■ Text section ■
____________

It’s now been running for a little while, we’ve gotten really good data out of it – and as we’ve gotten that data, we have made tweaks and changes all along, we’re constantly keeping an eye on it. But there’s always the longer data set, that you tend to go after, after its been out there six plus months to a year. So there’s a couple of other little things that we’re starting to see in that long data tail that we think could maybe use a little bit of adjusting, and some new additions to it, stuff we’ve never done before and some other things we’d like to address with it, so that’s some other stuff we’ve kind-of got in the works.

The big project that’s taking up the bulk of our time, that’ll probably come out late summer, early autumn.

SL14B Gifts from the lab: the Sananok avatar (left, shown unworn) and bonus gift egg – both of which may well be linked to the upcoming new Lab-developed game for SL, due for release late summer or in the autumn

Will the Mentor Programme Ever Return?

Patch: I never like to say “no” or “never” to anything like that. People didn’t think the Community Gateway programme would be coming back and, well, here it is.

The notion of bringing the [mentor] programme back has some interesting things to consider, and a lot of it is around the skill or ability of interacting with the volunteer core in a worthy manner, along with just keeping everybody together on a larger scale like that.

____________

■ Data ■
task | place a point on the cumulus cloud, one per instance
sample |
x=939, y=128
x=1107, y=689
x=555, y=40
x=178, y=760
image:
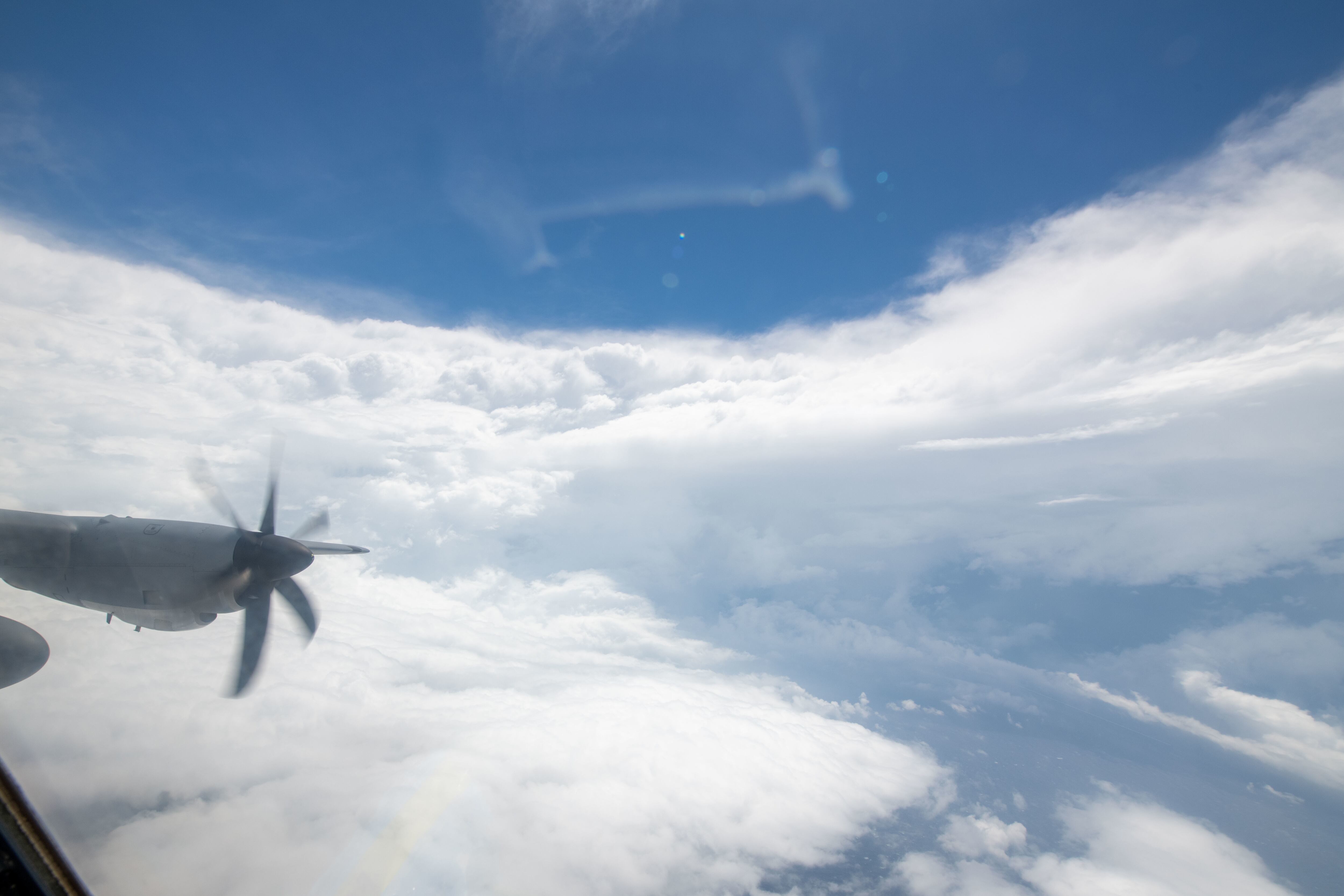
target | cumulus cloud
x=1275, y=731
x=577, y=743
x=1127, y=847
x=1205, y=302
x=693, y=471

____________

■ What the task requires ■
Please say whether each statement below agrees with the Lab update text above, answering yes or no and quoting the deciding words from the text. (a) The big project taking up most of the time is expected to come out in late summer or early autumn. (b) Patch states that the mentor program will never return. (c) The longer data set is usually pursued only after something has been out for six or more months to a year.

■ Task answer ■
(a) Yes: "that’ll probably come out late summer, early autumn."
(b) No: "I never like to say “no” or “never” to anything like that."
(c) Yes: "after its been out there six plus months to a year."